REVIEW: Taylor Swift- Lover


Lover é um manifesto de amor, de recentralização da imagem pública de Taylor e de consolidação das suas várias identidades musicais. Vitória com promessa de final feliz.

"I wanna be defined by the things that I love. Not the things I hate, not the things I'm afraid of, or the things that haunt me in the middle of the night. I just think that you are what you love". Nenhum outro momento define tão bem o propósito do sétimo álbum de Taylor Swift quanto o monólogo que encerra "Daylight", a derradeira faixa de Lover. Para trás ficam dezassete temas que atestam bem o amadurecimento emocional e artístico de Swift, possivelmente na fase mais feliz da sua vida e carreira.

= = = = = = =

AS SUAS TAREFAS:
[a] Pode transcrever, sem alterações, o trecho da crítica ao álbum Lover que vai de "REVIEW: Taylor Swift- Lover" a "vida e carreira."?
[b] Pode dar seguimento à crítica ao álbum Lover, de Taylor Swift, a partir do ponto onde ela termina?
As linhas que aqui aparecem provêm de outra fonte.

= = = = = = =

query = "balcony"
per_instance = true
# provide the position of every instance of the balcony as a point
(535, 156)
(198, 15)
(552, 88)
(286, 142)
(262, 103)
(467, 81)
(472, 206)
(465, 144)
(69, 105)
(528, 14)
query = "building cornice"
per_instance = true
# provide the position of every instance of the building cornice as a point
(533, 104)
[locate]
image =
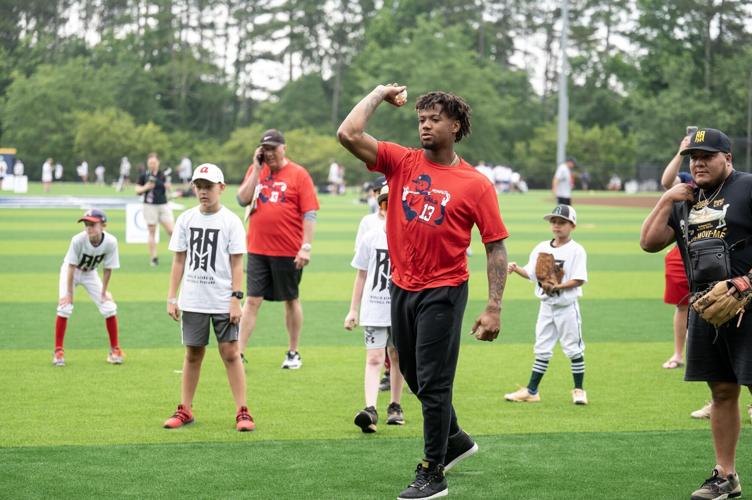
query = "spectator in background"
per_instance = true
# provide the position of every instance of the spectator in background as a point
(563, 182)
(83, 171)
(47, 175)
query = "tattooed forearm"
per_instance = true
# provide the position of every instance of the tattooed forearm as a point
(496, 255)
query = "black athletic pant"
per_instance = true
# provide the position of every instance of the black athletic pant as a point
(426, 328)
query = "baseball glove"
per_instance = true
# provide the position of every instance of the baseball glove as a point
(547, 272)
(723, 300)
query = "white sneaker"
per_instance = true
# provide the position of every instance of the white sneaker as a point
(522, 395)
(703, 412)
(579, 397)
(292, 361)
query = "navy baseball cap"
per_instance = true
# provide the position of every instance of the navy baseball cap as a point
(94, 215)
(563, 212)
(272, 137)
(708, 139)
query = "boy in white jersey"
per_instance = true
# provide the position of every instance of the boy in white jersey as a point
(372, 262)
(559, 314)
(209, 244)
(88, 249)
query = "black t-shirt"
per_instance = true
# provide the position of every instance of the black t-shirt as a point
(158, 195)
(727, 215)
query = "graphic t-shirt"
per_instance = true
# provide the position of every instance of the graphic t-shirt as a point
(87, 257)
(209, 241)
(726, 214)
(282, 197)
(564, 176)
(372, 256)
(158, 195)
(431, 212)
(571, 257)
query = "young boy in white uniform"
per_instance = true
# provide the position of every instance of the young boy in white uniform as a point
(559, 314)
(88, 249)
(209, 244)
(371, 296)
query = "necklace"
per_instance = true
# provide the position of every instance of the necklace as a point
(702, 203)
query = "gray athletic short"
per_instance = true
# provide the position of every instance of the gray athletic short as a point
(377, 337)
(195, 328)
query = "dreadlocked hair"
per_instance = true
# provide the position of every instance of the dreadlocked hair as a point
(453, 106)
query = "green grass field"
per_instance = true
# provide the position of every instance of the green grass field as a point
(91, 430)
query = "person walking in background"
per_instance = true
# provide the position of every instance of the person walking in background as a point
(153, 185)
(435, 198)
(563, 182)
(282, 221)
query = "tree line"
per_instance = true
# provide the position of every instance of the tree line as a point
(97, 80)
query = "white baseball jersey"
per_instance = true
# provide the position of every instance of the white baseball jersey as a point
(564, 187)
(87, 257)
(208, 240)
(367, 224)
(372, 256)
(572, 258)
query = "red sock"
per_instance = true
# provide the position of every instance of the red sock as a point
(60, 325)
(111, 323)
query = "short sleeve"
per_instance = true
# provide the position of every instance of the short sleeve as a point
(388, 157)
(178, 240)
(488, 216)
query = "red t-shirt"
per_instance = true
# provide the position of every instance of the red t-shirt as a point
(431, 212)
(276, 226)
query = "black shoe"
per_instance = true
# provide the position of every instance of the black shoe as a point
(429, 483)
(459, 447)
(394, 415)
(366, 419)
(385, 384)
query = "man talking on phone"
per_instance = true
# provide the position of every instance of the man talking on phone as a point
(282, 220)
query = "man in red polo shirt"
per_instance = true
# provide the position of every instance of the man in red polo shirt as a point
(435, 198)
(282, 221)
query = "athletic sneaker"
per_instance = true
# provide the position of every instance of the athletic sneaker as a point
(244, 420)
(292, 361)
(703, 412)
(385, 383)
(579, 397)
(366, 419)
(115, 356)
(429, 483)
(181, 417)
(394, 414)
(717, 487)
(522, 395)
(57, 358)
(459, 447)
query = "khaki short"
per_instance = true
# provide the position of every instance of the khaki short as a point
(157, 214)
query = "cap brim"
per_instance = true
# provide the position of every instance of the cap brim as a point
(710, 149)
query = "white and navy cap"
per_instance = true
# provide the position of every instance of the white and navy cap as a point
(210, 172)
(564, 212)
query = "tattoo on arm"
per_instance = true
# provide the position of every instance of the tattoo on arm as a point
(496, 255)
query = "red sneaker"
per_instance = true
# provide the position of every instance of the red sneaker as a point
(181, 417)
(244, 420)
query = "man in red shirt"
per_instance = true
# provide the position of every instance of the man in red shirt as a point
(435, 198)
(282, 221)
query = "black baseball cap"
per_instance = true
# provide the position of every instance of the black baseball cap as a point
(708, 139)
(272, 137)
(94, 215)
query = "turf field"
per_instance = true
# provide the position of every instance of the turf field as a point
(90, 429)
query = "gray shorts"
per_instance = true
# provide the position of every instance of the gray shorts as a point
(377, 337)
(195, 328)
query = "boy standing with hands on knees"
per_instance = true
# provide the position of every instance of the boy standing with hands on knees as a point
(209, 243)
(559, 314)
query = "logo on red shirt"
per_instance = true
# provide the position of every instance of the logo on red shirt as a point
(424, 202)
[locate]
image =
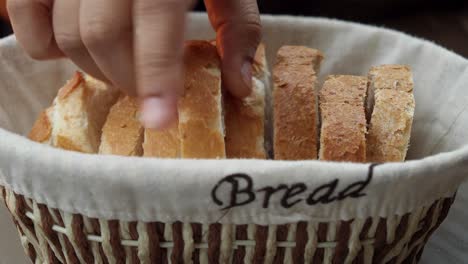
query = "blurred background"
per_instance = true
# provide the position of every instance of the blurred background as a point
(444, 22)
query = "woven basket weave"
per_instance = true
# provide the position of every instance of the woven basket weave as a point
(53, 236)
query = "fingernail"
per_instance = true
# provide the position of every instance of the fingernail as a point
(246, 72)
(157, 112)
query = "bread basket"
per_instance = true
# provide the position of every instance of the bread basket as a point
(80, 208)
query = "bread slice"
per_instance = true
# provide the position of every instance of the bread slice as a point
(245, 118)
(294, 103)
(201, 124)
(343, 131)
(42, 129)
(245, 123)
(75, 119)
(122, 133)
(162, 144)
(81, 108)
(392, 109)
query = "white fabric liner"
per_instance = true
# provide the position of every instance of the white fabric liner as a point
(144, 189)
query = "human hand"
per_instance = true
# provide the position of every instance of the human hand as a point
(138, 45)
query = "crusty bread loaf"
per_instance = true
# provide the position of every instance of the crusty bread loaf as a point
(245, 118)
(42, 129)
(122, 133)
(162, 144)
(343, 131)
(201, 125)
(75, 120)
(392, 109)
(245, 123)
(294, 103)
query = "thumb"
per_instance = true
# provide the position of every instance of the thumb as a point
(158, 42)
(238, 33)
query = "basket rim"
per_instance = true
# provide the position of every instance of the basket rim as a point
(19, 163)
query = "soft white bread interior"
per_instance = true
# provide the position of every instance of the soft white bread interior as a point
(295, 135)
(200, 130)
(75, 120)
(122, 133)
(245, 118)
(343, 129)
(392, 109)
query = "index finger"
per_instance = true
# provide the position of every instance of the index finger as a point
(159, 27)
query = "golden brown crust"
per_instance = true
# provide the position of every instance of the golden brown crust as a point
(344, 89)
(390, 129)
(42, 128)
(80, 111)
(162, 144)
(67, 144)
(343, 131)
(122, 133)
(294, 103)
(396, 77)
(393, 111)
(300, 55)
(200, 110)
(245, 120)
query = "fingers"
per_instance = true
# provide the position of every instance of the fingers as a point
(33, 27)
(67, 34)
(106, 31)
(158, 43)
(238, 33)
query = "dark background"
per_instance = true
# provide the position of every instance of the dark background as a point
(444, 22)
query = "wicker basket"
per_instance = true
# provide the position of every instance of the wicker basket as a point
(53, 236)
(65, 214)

= = = = = = =

AS RESPOSTAS:
[a]
REVIEW: Taylor Swift- Lover


Lover é um manifesto de amor, de recentralização da imagem pública de Taylor e de consolidação das suas várias identidades musicais. Vitória com promessa de final feliz.

"I wanna be defined by the things that I love. Not the things I hate, not the things I'm afraid of, or the things that haunt me in the middle of the night. I just think that you are what you love". Nenhum outro momento define tão bem o propósito do sétimo álbum de Taylor Swift quanto o monólogo que encerra "Daylight", a derradeira faixa de Lover. Para trás ficam dezassete temas que atestam bem o amadurecimento emocional e artístico de Swift, possivelmente na fase mais feliz da sua vida e carreira.

[b]
Da última vez que tomámos o pulso ao seu catálogo, porém, as coisas estavam definitivamente mais revoltas. Reputation (2017) honrou o seu título e fez-se valer apenas pelo teor da sua obra, insurgente contra a narrativa de escárnio e mal-dizer que a opinião pública lhe vinha a tecer, com Taylor a submeter-se a um blackout mediático premeditado que a destituiu, ainda que momentaneamente, do trono que havia conquistado. Sonicamente obscuro e liricamente vulnerável, o álbum contém algumas das melhores e mais arriscadas canções do seu percurso, e fez exactamente aquilo a que se propôs: sacudir os detractores e entregar a verdade nos seus próprios termos. 

Mas por mais que a Taylor badass fosse uma versão deveras entusiasmante e disruptiva de si mesma, sabíamos que eventualmente teria que recuperar - do isolamento, da ira, do remorso. "Call It What You Want" e "New Year's Day" já incidiam no sentido da claridão que agora Lover deixa entrar na plenitude: no final, foi amor a devolver-nos (e a salvar) a boa e velha Taylor.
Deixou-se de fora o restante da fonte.